**TEXT SECTION:**
━━━━━━━━━━━━━━━━

# Placement of receptacle for garage door opener



## Mi Feller (Mar 16, 2010)

Door and opener not yet installed but otherwise ready for rough inspection. I can calculate where the opener will likely be which is right behind and slightly above the opened door. However, the 2x6 rafters are unusually high at about 12.5'. Where would you mount the 20A receptacle in this case? Should it be on the side of one of the rafters which will likely require a near 4' drop to the opener or is there a recommended way to lower the receptacle box from the rafters? (wood or metal extension?). Thanks for any ideas.


----------



## a7ecorsair (Jun 1, 2010)

With that high of ceiling, are you putting in an 8' or 9' garage door or just a standard 7' door? I know it has to be GFIC and behind the opener so the door doesn't cover it when open. The opener is plug and cord. How long is the opener cord?


----------



## Speedy Petey (Feb 1, 2004)

I typically go three feet back from the end of the open door, which is normally 10' from the outside wall. In your case I would place it centered directly above the opener. The cord _should_ reach.




a7ecorsair said:


> I know it has to be GFIC *and behind the opener so the door doesn't cover it when open.*


The bold part is no code I have ever heard of.


----------



## Jim Port (Sep 21, 2007)

Speedy Petey said:


> I typically go three feet back from the end of the open door, which is normally 10' from the outside wall. In your case I would place it centered directly above the opener. The cord _should_ reach.
> 
> 
> *The bold part is no code I have ever heard of*.


Don't you read the HI code book? :whistling2:


----------



## Scuba_Dave (Jan 16, 2009)

I think placing it so not "blocked" by the door would be more so that the cord will not be hit by the door
Door opens...hits cord...pulls it tight...unplugs opener :laughing:


----------



## McSteve (Dec 8, 2009)

━━━━━━━━━━━━━━━━

**GIVEN DATA:**
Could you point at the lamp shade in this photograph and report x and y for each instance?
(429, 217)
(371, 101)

━━━━━━━━━━━━━━━━

**GOAL OF THE EXERCISE:** Continue the garage door opener receptacle thread above the data from the point where it stops.

**ANSWER TO THIS TASK:**
If I recall correctly, the cord on my opener is about 3 or 4 feet. If it won't reach to a receptacle mounted on your rafters, then you'll probably just have to grab some lumber and frame out a lower place to mount the receptacle.

Another option might be some kind of drop cord or pendant-mounted receptacle, but I am no expert on the availability or legality of those types of fixtures.


----------



## Speedy Petey (Feb 1, 2004)

Scuba_Dave said:


> I think placing it so not "blocked" by the door would be more so that the cord will not be hit by the door
> Door opens...hits cord...pulls it tight...unplugs opener :laughing:


Obviously, but I know of no code requiring it. 

Maybe I mistook _"has to be"_ as simply an easy way of saying _"it would be dumb not to"_.


----------



## Mi Feller (Mar 16, 2010)

Thank you for the great responses. Was actually able to get hold of the company that will be installing it. It is 8 feet high and 12 wide. Fellow said to go 10 ft back from front and than one foot over to the side so the center track doesn't run into it. Actually installed it working off the contractor's scaffolding today. I know NEC now wants gfic on the opener but my inspector doesn't care so I chose not to do it. He wants floor level outlets on gfic and I did that though separate circuit and gfic breaker. Typing's little slow as nearly took finger off with a razor knife stripping wire. Was confused for a moment running series of plugs when noticed just one ground screw. From reading this forum I knew what to do and spliced a couple ground wires so as to continue the ground to the next outlet. Making lots of novice mistakes but making progress thanks to all the help from this forum.


----------



## firehawkmph (Dec 12, 2009)

Mi,
Save your fingers and get yourself a good pair of wirestrippers. Klein makes good electrical tools.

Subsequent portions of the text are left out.